## Begin DATA ENTRIES
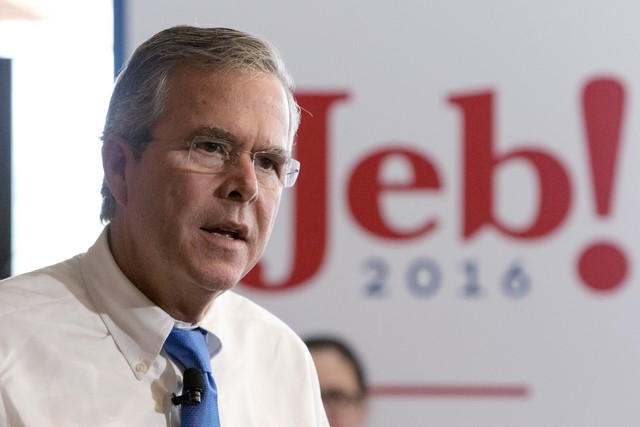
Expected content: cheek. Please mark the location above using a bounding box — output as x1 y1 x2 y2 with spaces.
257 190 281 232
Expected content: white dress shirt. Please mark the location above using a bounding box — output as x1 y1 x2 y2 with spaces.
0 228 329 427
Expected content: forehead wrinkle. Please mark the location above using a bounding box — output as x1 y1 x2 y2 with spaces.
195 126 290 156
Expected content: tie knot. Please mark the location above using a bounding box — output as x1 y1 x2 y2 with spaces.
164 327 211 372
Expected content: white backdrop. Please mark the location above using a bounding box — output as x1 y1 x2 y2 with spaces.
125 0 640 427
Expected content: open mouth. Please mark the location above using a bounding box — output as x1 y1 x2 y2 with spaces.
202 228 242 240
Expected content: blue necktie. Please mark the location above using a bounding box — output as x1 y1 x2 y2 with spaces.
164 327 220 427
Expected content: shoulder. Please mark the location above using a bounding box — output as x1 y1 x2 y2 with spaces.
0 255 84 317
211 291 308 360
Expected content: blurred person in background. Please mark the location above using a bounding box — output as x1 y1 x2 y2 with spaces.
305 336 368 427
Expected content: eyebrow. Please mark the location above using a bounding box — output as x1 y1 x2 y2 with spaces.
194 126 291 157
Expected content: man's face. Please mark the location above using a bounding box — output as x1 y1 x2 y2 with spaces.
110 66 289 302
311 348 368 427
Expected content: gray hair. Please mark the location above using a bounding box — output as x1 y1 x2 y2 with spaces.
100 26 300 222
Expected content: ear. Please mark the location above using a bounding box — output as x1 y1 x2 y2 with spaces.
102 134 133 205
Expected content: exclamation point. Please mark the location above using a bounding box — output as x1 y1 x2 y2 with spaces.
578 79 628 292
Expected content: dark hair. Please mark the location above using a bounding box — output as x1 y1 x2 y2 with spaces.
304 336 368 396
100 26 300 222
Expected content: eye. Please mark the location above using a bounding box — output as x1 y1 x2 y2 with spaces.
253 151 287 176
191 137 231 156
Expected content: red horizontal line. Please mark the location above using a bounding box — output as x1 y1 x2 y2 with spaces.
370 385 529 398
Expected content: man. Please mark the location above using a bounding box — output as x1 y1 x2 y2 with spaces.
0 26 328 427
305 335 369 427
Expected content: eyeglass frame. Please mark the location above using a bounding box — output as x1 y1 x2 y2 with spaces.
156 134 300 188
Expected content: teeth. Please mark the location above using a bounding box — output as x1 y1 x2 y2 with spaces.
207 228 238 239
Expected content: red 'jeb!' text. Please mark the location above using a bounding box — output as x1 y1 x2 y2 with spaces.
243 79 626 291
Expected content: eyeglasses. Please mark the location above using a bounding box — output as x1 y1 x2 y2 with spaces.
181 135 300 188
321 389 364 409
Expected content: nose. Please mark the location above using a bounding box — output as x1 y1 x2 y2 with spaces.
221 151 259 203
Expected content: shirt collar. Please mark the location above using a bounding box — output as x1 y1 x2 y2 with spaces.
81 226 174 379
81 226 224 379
## End DATA ENTRIES
## Begin DATA ENTRIES
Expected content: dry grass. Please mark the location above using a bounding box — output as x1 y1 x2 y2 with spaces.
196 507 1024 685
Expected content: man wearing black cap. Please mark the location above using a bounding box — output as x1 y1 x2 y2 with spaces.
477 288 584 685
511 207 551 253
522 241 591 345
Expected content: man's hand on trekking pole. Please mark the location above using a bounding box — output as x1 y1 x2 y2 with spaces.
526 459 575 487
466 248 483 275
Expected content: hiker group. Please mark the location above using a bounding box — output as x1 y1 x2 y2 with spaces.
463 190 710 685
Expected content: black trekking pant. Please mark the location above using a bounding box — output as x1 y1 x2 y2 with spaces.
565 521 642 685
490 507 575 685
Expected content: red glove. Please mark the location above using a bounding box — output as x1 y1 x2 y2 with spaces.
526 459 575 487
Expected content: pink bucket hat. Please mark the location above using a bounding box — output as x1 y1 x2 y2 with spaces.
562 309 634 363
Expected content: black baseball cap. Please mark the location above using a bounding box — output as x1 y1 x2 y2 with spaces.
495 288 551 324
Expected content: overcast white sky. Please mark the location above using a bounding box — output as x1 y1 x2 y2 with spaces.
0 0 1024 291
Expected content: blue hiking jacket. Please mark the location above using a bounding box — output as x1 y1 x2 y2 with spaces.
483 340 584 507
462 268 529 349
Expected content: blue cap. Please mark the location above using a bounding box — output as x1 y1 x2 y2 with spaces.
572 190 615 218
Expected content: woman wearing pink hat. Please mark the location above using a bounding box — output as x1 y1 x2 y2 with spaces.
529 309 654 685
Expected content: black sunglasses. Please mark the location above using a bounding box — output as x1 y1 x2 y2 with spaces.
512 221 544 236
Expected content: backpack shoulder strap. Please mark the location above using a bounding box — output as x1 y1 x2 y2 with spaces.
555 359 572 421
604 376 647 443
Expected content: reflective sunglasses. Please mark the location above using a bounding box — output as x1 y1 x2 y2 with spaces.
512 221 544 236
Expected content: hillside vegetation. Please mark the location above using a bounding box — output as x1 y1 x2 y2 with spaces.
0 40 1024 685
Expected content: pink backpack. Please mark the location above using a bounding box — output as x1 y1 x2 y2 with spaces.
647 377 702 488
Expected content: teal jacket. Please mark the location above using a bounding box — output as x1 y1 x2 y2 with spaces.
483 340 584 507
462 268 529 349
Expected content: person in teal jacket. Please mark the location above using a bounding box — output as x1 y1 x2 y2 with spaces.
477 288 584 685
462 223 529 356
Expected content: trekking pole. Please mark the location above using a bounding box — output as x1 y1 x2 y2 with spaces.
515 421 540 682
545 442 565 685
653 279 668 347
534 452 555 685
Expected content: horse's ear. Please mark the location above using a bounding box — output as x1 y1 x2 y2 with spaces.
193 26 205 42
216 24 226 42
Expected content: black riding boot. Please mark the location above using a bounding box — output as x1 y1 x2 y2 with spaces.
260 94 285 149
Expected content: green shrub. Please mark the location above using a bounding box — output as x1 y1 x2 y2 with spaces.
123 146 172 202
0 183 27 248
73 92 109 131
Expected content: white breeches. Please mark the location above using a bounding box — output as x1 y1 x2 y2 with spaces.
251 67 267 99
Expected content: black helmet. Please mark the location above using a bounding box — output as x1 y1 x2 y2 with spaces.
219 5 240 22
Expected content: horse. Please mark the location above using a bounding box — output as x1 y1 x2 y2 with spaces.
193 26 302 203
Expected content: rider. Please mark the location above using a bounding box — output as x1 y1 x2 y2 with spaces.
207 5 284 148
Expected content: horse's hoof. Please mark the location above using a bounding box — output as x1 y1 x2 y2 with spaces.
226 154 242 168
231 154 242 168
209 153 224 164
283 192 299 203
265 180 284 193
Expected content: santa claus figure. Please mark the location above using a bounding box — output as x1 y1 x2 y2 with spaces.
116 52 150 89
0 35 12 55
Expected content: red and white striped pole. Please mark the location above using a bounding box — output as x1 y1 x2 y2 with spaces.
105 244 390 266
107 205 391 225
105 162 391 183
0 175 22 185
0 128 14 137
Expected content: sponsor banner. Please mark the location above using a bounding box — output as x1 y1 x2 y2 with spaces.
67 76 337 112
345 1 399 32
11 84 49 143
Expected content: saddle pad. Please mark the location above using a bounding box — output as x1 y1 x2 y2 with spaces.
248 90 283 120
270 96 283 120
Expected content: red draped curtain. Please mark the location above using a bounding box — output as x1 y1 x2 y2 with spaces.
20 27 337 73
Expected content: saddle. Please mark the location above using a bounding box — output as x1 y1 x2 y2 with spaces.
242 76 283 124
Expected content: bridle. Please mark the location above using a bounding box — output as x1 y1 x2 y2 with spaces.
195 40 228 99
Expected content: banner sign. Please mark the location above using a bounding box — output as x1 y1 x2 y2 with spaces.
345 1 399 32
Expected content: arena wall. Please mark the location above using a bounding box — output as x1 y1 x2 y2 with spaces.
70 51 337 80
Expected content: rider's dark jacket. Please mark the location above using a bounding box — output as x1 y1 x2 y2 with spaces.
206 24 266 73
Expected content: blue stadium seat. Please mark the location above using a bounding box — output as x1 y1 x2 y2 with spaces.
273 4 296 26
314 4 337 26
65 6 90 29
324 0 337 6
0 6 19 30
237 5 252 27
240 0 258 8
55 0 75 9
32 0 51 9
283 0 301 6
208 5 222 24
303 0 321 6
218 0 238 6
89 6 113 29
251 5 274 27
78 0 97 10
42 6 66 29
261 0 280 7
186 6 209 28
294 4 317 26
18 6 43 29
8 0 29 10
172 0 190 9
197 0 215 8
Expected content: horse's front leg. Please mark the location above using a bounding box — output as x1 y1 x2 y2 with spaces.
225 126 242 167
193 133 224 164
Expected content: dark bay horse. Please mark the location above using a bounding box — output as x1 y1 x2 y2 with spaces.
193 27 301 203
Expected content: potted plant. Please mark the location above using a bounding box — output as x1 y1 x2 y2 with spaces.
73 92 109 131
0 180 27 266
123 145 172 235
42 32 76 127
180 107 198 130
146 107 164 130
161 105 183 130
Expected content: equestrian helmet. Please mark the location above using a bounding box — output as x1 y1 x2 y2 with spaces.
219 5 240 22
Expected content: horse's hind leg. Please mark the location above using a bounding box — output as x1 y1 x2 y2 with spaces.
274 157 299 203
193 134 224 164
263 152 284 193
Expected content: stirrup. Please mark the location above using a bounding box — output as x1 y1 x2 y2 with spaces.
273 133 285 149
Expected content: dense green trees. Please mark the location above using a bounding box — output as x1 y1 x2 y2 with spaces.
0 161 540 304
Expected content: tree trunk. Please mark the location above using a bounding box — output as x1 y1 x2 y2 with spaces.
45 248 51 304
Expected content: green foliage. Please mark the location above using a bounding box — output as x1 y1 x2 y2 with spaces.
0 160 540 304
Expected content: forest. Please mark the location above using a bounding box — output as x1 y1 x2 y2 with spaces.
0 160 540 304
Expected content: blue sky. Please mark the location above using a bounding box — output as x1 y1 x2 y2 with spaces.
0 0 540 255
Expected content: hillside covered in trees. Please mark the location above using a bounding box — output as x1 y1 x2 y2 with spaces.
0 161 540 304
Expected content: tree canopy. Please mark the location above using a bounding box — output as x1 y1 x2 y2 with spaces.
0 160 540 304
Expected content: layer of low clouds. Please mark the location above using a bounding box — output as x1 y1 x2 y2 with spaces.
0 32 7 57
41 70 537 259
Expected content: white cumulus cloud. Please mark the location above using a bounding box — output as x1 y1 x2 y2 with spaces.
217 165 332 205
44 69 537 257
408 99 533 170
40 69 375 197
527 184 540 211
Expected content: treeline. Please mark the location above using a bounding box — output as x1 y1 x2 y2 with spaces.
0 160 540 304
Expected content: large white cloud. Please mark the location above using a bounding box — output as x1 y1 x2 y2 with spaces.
## End DATA ENTRIES
:: EXERCISE ::
Reproduce verbatim the entries beginning at the line that contains "Expected content: cheek." and ending after the line that contains "0 228 329 427".

:: OUTPUT OF THE EXERCISE ::
Expected content: cheek. Please mark the location above using a bounding box — output as x1 y1 x2 y2 with spaces.
257 190 281 232
Expected content: white dress shirt. Please mark the location above using a bounding box — output as x1 y1 x2 y2 with spaces.
0 228 329 427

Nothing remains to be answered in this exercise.